---------- Page text ----------
Professor Vernon Gibson of the University of Manchester, Imperial College London, and MPLS Visiting Professor of Chemistry at Oxford, has been named the winner of the Royal Society of Chemistry’s Lord Lewis Prize.
Professor Gibson won the award for his seminal contributions to fundamental and applied inorganic chemistry, and for critical work in policy setting at the interface of academia with industry and government. Along with his academic work, Professor Gibson has worked closely with industry, becoming Chief Scientist at BP and Chief Scientific Adviser at the Ministry of Defence. In recognition of his achievements, he also receives a £5,000 cash prize and a medal. On receiving the award, Professor Gibson said:
“I am deeply humbled and honoured to be chosen to receive the Lord Lewis Prize, and do so on behalf of the many talented students, postdocs and colleagues with whom I’ve been privileged to share a wonderful scientific journey."
Professor Pete Edwards FRS, Professor of Inorganic Chemistry, commented:
"Not only was Jack (Lord) Lewis one of the most innovative and influential scientists of his generation, he also played a pivotal role in the implementation of science and education policy across academia, industry and government. With his outstanding scientific contributions and innovative and critically-important policy work across industry and government, it is indeed fitting that our distinguished colleague Vernon Gibson is the recipient of this most prestigious award. I am absolutely delighted that Vernon’s contributions have been recognized in this manner."
Professor Madhavi Krishnan has been named the winner of the Royal Society of Chemistry’s Corday-Morgan Prize for her invention of a ‘field free’ trap for confining and manipulating a single colloidal particle or molecule, enabling accurate and precise measurements of molecular charge in aqueous solution. Not only does this new measurement technique open up hitherto unforeseen avenues in fundamental science, but it also has the potential to impact the diagnosis and detection of disease states. Madhavi's research group is pioneering the use of an "electrostatic fluidic trap" to realise new experiments in the spatial control, manipulation, and measurement of nanoscale matter in solution, focusing on biological molecules such as proteins and DNA. On receiving the prize, Madhavi said:
“I feel extremely honoured at the decision of the Royal Society of Chemistry to recognise our work in the field of single molecule nanoscience, and am deeply grateful for the distinction. The award at this time is an extraordinary source of motivation and will propel us forward in our ongoing and future endeavours with even greater vigour.”
---------- Dataset records ----------
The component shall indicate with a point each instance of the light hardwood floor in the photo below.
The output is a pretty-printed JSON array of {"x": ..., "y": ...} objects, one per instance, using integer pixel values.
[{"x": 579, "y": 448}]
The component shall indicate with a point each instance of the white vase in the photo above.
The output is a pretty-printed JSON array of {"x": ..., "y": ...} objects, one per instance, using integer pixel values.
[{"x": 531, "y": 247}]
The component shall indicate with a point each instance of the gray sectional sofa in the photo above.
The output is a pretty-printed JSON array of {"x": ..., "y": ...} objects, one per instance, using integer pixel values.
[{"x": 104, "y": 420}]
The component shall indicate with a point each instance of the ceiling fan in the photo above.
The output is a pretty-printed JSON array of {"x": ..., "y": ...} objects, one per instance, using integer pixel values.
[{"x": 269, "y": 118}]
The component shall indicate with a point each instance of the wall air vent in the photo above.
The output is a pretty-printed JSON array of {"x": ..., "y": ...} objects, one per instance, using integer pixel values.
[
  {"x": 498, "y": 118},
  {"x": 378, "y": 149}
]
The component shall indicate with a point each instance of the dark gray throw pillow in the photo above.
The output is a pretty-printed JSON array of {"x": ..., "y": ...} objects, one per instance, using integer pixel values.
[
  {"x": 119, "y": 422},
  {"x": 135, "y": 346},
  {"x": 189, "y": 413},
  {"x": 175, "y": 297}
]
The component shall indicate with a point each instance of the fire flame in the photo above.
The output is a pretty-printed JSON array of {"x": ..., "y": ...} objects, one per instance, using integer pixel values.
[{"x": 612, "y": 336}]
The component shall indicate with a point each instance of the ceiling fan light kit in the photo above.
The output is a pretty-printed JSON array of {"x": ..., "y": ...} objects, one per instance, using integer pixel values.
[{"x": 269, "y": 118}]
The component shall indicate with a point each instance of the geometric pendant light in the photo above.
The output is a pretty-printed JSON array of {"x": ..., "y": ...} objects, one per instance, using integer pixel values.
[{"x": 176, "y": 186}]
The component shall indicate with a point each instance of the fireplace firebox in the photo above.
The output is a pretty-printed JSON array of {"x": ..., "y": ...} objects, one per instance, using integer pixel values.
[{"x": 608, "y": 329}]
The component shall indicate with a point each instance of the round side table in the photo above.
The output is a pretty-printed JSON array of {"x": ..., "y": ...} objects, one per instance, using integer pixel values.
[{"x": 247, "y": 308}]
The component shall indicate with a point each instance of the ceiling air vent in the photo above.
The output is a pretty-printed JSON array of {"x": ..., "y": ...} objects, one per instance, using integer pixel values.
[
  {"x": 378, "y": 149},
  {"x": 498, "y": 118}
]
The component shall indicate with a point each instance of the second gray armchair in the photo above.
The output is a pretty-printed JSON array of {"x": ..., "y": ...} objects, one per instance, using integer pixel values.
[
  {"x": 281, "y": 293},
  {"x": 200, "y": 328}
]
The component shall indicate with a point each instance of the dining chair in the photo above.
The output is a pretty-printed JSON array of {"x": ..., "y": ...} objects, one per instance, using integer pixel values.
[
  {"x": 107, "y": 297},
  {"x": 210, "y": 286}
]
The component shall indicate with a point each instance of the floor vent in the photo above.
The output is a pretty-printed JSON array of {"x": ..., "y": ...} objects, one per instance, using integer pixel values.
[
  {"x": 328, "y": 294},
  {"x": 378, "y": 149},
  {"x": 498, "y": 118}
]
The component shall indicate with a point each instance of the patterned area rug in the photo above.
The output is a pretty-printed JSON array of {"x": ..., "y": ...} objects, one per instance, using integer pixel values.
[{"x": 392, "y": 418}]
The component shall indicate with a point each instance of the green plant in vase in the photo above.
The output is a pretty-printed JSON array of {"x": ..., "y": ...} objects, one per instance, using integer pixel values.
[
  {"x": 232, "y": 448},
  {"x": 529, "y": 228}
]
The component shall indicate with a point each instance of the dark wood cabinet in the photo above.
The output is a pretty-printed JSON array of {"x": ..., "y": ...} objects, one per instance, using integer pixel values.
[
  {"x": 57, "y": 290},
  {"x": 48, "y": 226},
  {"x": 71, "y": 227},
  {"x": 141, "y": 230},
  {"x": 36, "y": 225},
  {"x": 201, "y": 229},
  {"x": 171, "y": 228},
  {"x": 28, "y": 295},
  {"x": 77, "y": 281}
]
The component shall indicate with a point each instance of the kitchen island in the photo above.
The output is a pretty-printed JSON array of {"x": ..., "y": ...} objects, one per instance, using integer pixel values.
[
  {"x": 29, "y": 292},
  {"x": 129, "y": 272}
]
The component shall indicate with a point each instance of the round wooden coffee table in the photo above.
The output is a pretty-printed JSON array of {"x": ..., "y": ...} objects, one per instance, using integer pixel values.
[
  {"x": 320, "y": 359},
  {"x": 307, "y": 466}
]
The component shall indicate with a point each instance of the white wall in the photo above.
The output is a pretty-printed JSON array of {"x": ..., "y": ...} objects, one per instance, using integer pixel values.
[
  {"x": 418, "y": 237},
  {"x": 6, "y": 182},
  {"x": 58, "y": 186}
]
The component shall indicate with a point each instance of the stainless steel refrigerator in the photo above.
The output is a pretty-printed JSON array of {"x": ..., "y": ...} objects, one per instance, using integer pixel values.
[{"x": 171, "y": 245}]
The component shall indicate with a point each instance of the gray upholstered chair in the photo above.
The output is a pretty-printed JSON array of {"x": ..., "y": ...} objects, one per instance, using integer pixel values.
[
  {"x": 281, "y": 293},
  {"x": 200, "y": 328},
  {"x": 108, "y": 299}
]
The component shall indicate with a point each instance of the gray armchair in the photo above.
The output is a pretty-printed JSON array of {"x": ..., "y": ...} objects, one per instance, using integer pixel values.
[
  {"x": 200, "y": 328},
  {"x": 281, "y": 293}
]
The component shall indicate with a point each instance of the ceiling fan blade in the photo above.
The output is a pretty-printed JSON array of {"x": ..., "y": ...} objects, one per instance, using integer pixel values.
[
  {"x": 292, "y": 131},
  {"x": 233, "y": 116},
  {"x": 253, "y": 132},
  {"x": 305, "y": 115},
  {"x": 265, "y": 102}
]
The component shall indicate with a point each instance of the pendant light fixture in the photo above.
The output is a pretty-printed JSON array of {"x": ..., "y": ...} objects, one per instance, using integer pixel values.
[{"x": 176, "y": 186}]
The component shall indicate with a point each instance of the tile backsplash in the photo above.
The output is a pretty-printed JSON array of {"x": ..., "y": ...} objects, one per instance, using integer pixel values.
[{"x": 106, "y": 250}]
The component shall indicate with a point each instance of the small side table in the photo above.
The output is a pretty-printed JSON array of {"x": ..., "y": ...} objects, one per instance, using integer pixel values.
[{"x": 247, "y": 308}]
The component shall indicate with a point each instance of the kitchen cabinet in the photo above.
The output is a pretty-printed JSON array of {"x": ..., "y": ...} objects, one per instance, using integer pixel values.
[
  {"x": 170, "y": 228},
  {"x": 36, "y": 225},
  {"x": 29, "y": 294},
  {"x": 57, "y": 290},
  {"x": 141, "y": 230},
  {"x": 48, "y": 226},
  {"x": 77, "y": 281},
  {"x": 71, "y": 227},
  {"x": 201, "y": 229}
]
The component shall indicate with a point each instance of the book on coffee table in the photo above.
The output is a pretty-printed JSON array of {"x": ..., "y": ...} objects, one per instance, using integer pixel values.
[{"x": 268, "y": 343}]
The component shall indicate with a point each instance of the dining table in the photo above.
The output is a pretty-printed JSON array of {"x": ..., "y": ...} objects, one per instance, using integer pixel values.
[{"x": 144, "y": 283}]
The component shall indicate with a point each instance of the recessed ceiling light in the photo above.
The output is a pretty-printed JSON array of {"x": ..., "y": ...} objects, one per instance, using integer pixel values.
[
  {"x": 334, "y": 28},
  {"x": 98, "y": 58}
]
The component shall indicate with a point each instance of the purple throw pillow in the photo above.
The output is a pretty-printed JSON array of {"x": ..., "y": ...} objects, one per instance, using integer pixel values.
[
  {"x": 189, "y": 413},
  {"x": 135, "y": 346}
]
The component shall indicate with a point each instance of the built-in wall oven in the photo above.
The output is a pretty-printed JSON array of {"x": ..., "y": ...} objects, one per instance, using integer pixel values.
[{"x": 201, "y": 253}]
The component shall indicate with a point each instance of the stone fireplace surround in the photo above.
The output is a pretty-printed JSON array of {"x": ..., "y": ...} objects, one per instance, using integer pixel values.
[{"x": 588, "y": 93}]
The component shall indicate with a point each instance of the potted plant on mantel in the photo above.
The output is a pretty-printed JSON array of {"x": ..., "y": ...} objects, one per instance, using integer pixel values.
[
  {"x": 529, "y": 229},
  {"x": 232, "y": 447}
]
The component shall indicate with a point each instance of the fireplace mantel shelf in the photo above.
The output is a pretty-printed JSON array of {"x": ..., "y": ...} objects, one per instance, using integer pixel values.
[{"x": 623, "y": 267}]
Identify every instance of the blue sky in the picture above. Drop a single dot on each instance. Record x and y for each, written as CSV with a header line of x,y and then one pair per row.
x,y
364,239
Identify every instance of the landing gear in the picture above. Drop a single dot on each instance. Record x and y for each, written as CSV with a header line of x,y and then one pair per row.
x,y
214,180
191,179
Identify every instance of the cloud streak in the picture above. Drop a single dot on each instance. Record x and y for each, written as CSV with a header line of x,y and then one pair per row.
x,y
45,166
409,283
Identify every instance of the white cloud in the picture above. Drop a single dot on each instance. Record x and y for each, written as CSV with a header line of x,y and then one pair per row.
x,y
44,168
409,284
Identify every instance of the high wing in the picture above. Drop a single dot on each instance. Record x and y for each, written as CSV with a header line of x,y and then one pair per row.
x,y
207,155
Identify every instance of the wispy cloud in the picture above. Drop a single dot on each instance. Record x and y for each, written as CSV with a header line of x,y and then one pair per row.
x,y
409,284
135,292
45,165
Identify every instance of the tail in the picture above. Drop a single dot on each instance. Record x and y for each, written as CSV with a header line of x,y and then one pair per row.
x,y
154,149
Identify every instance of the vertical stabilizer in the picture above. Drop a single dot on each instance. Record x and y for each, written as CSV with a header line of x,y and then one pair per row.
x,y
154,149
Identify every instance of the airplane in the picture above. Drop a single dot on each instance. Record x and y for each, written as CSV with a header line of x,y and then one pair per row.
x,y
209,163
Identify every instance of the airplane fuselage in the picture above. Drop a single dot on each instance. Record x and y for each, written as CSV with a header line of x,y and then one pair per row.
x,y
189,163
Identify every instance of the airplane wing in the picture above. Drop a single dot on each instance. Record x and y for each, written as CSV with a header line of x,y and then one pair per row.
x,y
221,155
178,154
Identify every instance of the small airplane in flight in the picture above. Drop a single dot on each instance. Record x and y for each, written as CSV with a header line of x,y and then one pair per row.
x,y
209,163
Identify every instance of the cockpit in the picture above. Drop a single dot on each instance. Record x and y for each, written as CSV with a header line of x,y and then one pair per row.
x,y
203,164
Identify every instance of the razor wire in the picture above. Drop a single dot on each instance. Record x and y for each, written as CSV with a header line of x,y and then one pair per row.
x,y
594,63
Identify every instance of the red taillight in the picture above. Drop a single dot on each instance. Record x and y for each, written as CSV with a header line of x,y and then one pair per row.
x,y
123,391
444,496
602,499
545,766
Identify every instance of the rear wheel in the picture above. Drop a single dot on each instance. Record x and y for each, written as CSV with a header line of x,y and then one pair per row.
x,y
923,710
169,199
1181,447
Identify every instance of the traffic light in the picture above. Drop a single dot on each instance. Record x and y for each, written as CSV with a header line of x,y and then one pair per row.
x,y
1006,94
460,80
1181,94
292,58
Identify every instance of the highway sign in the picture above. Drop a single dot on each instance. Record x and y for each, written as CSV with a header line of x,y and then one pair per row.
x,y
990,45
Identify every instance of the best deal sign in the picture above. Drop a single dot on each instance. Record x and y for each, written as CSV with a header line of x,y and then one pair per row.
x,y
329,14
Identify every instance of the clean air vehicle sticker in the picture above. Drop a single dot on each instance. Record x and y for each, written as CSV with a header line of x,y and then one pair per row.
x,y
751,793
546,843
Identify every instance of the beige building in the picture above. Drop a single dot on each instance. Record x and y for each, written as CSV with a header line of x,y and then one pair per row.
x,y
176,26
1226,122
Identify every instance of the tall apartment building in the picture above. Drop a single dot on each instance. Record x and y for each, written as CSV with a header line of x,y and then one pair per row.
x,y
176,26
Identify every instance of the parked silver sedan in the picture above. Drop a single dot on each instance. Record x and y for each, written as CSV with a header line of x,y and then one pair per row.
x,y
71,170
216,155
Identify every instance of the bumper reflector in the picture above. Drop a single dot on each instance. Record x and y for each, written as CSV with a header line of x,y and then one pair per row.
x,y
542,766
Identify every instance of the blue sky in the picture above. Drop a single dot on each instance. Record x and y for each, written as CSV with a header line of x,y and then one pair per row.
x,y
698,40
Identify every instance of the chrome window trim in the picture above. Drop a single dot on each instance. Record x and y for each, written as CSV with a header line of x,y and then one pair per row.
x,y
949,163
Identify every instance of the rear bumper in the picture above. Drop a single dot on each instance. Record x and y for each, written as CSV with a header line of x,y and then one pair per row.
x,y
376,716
----------
Instructions>
(1) Please copy the part of the text about the chemistry prizes that opens with the words containing "Professor Vernon Gibson" and closes with "Lord Lewis Prize.".
(2) Carry on the text about the chemistry prizes from the point where it stops.

Responses to the exercise>
(1)
Professor Vernon Gibson of the University of Manchester, Imperial College London, and MPLS Visiting Professor of Chemistry at Oxford, has been named the winner of the Royal Society of Chemistry’s Lord Lewis Prize.

(2)
Professor Christiane Timmel has been named the winner of the Royal Society of Chemistry’s Tilden Prize for her seminal contributions to the fields of Spin Chemistry and Electron Paramagnetic Resonance of spin polarised systems.
Christiane's work is focused on molecular structures that interact with magnetic fields to explain their physical, chemical and biological properties. Her primary focus has been centred on the study of the ‘radical pair mechanism’ – which is thought to lie at the heart of birds’ use ‘magnetoreception’ to migrate at night. On receiving the award, Christiane said:
“The list of previous prize winners induced in me an overpowering feeling of humility which was swiftly joined by one of deep gratitude, of course to the Royal Society of Chemistry for awarding me this prize and my colleagues who nominated me for believing my work had justified this prestigious award. Most importantly though, I cannot express my gratitude enough to my group, present and past, on whose behalf I accept this award. My students and postdocs have worked with unparalleled dedication and scientific talent, but above all, have always stood by me, in good times and bad. Together with my wonderful collaborators both in Oxford and further afield, it has been a group effort that has made this work possible and extremely enjoyable.”